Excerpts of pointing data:
• • • • • • •

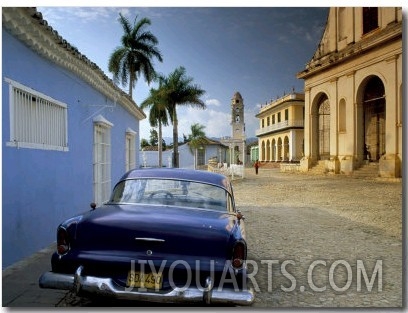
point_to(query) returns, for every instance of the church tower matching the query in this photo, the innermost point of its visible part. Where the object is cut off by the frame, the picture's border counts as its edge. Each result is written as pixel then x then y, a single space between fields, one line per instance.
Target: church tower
pixel 236 142
pixel 237 117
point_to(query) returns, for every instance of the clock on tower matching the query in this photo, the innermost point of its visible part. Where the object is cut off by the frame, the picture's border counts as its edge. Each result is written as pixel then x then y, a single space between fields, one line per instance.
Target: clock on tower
pixel 237 115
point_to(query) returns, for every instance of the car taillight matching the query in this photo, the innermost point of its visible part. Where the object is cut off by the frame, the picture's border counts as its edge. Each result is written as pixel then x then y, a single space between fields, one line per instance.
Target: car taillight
pixel 62 241
pixel 238 255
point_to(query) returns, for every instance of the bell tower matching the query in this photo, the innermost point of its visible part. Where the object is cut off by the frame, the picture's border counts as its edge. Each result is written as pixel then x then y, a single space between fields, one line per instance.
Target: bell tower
pixel 237 117
pixel 236 142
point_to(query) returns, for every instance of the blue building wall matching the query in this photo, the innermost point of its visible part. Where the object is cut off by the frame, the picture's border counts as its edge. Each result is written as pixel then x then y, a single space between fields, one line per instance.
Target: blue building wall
pixel 41 188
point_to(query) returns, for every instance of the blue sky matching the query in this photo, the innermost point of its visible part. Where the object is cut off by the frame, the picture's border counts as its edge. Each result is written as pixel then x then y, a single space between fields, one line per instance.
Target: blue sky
pixel 256 51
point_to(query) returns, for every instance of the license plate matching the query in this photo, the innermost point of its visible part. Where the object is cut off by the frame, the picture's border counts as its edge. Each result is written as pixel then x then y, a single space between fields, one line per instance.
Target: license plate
pixel 145 280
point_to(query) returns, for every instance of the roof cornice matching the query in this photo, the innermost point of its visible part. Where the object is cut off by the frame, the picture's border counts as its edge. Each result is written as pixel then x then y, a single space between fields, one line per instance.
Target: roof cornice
pixel 382 37
pixel 28 26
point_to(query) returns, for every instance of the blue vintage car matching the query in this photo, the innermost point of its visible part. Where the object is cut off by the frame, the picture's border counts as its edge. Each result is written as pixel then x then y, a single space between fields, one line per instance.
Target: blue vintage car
pixel 165 235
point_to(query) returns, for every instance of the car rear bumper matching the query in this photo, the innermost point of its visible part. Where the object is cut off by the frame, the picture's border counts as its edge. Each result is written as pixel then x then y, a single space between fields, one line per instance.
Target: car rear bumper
pixel 91 285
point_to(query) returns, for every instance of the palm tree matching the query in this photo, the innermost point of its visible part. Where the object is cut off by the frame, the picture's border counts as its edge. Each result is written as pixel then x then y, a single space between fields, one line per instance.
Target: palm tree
pixel 134 57
pixel 177 89
pixel 196 139
pixel 158 116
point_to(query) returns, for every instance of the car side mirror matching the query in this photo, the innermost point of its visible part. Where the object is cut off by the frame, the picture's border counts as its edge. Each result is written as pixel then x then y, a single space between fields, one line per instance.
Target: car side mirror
pixel 240 216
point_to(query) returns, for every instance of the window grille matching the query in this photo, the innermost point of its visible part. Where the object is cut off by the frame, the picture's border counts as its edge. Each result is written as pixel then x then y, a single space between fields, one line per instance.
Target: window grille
pixel 370 19
pixel 36 120
pixel 102 160
pixel 130 149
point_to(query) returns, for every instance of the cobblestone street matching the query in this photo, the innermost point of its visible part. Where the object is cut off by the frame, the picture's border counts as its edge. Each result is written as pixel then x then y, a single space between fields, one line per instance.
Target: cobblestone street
pixel 314 241
pixel 330 226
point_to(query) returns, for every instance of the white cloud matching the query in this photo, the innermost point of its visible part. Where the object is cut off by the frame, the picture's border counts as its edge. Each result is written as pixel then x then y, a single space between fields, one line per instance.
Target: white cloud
pixel 214 102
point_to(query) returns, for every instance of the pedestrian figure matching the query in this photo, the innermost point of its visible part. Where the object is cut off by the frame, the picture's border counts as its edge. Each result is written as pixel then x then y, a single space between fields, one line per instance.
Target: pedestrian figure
pixel 257 165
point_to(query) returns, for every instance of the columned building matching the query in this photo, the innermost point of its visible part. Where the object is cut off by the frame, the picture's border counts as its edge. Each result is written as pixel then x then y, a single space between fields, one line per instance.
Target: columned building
pixel 353 92
pixel 236 142
pixel 280 136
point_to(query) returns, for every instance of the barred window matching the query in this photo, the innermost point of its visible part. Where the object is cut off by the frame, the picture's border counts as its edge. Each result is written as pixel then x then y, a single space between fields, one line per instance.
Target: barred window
pixel 370 19
pixel 102 159
pixel 130 148
pixel 36 120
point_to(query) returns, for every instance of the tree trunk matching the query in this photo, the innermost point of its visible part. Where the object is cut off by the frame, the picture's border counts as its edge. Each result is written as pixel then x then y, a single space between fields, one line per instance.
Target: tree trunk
pixel 175 138
pixel 160 145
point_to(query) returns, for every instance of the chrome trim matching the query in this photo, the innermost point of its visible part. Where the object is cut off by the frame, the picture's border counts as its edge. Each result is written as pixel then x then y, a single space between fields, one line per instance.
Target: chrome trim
pixel 149 239
pixel 91 285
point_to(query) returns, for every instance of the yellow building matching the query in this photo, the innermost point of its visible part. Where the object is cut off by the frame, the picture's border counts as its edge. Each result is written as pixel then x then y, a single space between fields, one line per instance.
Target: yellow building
pixel 353 93
pixel 280 133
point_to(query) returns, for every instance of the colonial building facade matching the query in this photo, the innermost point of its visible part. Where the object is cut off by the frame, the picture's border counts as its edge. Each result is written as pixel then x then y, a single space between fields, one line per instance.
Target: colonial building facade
pixel 353 93
pixel 68 133
pixel 281 129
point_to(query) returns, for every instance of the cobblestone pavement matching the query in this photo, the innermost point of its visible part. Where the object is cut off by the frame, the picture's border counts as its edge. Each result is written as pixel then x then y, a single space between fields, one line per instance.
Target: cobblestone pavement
pixel 313 242
pixel 311 239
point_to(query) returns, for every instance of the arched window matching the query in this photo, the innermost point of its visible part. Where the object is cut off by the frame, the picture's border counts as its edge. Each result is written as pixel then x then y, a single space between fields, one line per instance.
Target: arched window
pixel 324 128
pixel 342 116
pixel 370 19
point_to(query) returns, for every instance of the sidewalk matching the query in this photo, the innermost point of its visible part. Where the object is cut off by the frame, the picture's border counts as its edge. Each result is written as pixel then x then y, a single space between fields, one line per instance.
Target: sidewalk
pixel 20 282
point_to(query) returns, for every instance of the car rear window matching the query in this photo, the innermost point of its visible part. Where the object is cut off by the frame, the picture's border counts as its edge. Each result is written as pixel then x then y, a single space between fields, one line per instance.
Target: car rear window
pixel 170 192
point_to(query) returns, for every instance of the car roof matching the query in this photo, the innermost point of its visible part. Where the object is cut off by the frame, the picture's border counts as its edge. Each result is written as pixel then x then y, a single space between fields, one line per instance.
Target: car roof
pixel 178 173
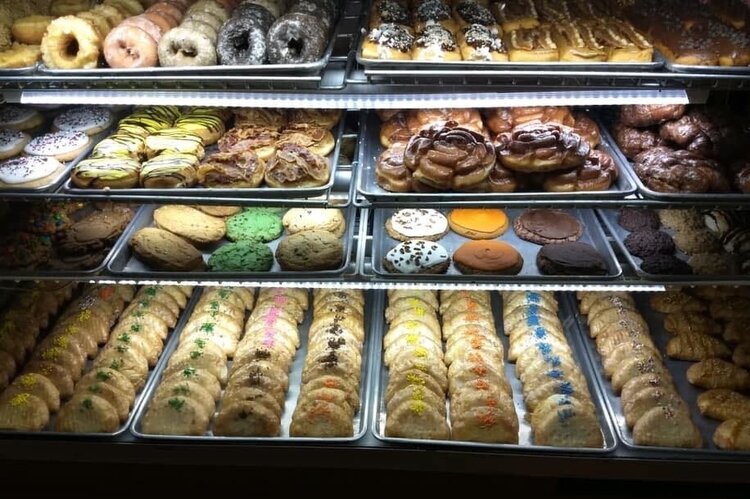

• • • • • • •

Which lines of the listing above contain the string "plate"? Pick out and copy each of them. Case counts.

• Full solution
point_to(query) returns, for every instance of the license plate matching the query in this photo, the innermost point of its visible part. Where the object is cut off by the frame, the picture's border counts as its edge. Each result is written as pixel then x then y, a single space between fields, one line per instance.
Target: license plate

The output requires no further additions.